* [Tarefa atribuída 1] No texto sobre a vindima na Quinta da Badula, reescreva o trecho que abre com as palavras "Começamos às 8" e fecha com "antes do fim-de-semana.", trocando "tempestade" por "chuva forte".
* [Tarefa atribuída 2] Segundo o texto sobre a vindima na Quinta da Badula, que parte da produção vai para exportação?
* [Tarefa atribuída 3] Por favor, dê seguimento ao texto sobre a vindima na Quinta da Badula a partir do ponto em que termina.

* [Texto do exercício]
---------------
Ao passar pela Rua do Casal em Arrouquelas, durante a época outonal, as linhas carmesins e
verdes da vinha irão certamente captar a sua atenção. A vinha com 24ha é propriedade do
empresário de construção José Marques que, há dez anos, decidiu colocar a sua paixão e amor
pelo vinho na sua elaboração. Ele mesmo transformou o lugar, outrora cheio de eucaliptos, no
maior vinhal da região.
Mesmo assim, a Quinta da Badula é uma pequena empresa de vinificação. É uma empresa
familiar de três pessoas que não possui equipa de marketing própria nem coopera com
nenhuma agência de publicidade. No entanto, a Badula ganhou um grande nome e reputação.
Podem ver-se dezenas de prêmios recebidos decorando as paredes da adega. 80% da
produção vai para exportação, o resto pode ser degustado em restaurantes portugueses e por
vezes pode ser comprado em mercados locais.
Quando nos ofereceram para passar um dia de trabalho na vinha, todos os voluntários
aceitaram com alegria. Mas, ao contrário dos outros, que pensavam que poderia ser algo
divertido, eu já sabia que colher a vinha é diversão apenas durante uma hora; depois torna-se
um trabalho árduo e exaustivo. O meu país, a Geórgia, é um dos produtores de vinho mais
antigos, por isso suponho que colher (ou como chamamos Rtveli) parece uma brincadeira
apenas para quem está de fora.
Normalmente, até oitenta pessoas colhem uvas na Quinta da Badula. Mas a Covid-19 mudou
as regras aqui também. Somos apenas dez. Dividindo-se em cinco grupos, pegando nas
tesouras e cada um de nós ocupa uma linha de 220 metros.
Começamos às 8 da manhã e temos sorte pelo sol estar escondido atrás das nuvens. Mas
todos nós sabemos que numa hora, mais ou menos, brilhará sobre nós e fará a nossa testa
suar. Dizem que está prevista uma tempestade para o final da semana; então todos nós temos
que nos apressar. Toda a vinha deve ser colhida antes do fim-de-semana.
---------------
[Entradas de dados recolhidos]
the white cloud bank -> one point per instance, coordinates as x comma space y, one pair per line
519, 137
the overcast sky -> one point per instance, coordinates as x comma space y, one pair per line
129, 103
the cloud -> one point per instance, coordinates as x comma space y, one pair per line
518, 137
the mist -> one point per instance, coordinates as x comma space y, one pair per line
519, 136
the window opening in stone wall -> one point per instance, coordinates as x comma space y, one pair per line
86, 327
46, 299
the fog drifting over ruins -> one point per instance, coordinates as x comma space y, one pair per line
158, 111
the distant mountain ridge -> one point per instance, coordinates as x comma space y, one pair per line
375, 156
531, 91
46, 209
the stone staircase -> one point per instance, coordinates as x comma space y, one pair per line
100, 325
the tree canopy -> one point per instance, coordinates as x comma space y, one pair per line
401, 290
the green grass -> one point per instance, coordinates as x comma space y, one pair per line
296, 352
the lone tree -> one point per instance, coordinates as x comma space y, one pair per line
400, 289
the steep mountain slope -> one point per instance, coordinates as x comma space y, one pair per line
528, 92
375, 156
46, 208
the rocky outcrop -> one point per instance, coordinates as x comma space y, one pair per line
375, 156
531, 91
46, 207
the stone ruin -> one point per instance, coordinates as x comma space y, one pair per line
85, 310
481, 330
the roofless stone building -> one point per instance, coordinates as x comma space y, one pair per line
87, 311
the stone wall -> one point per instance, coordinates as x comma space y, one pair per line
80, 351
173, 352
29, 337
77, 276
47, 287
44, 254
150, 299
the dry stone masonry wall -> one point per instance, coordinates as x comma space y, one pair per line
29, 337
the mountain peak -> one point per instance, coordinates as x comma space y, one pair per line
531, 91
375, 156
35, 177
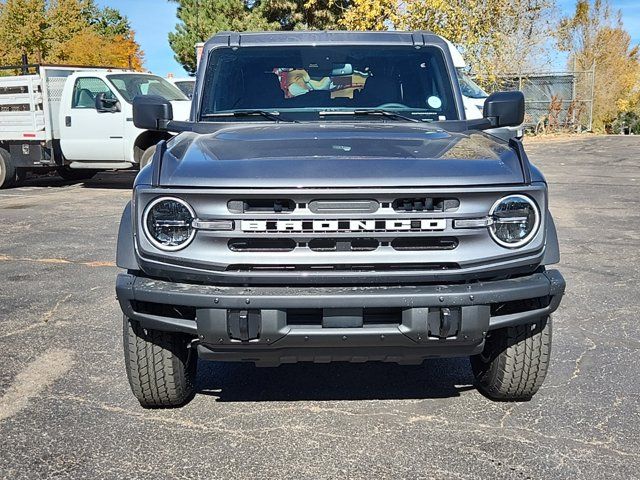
---------------
* [Resposta do exercício 1]
Começamos às 8 da manhã e temos sorte pelo sol estar escondido atrás das nuvens. Mas
todos nós sabemos que numa hora, mais ou menos, brilhará sobre nós e fará a nossa testa
suar. Dizem que está prevista uma chuva forte para o final da semana; então todos nós temos
que nos apressar. Toda a vinha deve ser colhida antes do fim-de-semana.

* [Resposta do exercício 2] 80% da produção.

* [Resposta do exercício 3]
A paixão é um elemento fundamental para a vinificação, pensa José Marques. É por isso que
ele evita algumas das máquinas na Badula e prefere o trabalho manual. A vinha deve ser
colhida manualmente, as uvas amassadas pelos pés; ele acredita que a humanidade de todo o
processo de produção afecta o sabor e a qualidade do vinho. Os georgianos acreditam de igual
modo, por isso concordo com este idealismo com ambas as minhas mãos erguidas.
Ele nunca usa produtos químicos, mesmo para evitar pássaros e insectos, é por isso que
caracóis e formigas ocupam as linhas. Cortamos as uvas com muito esforço, retiramos os caracóis e os grãos murchos e colocamos o resto no cesto. Os vinicultores inexperientes,
eventualmente, podem cortar as folhas, mas não tem problema, apenas tomem cuidado para
não colocar o dedo nas lâminas.
Logo o sol começa a queimar, formigas rastejam pelas mãos e pescoço e os voluntários
percebem que colher deixou de ser um entretenimento. É um trabalho árduo e pouco
valorizado. E esta pode ser a rotina usual para alguns. De forma a tornar mais fácil e regressar
ao entretenimento eles cantam. Vinicultores experientes contam histórias de que no outono a
vida é uma festa neste lugar. Eles já observaram muito: amantes na vinha e homens bêbados
dormindo sob as uvas; estudantes locais colhendo com famílias reais de países africanos, etc.
Pena que a Covid-19 tenha alterado esta parte da colheita também. Mas se escutares com
atenção, acabarás por ouvir alguns cantarolando as melodias para si mesmos.
O sol está agora no zénite e devemos fazer uma pausa. Os pássaros aguardam a nossa partida;
as uvas restantes na videira são deles. Enquanto descansamos, a Sra. Marques prepara um
almoço para nós. Os operários pegam nas nossas cestas e despejam-nas nas piscinas do lagar.
Sentamo-nos à mesa e José conta-nos que colhemos muito mais que o esperado – 2.400 kg.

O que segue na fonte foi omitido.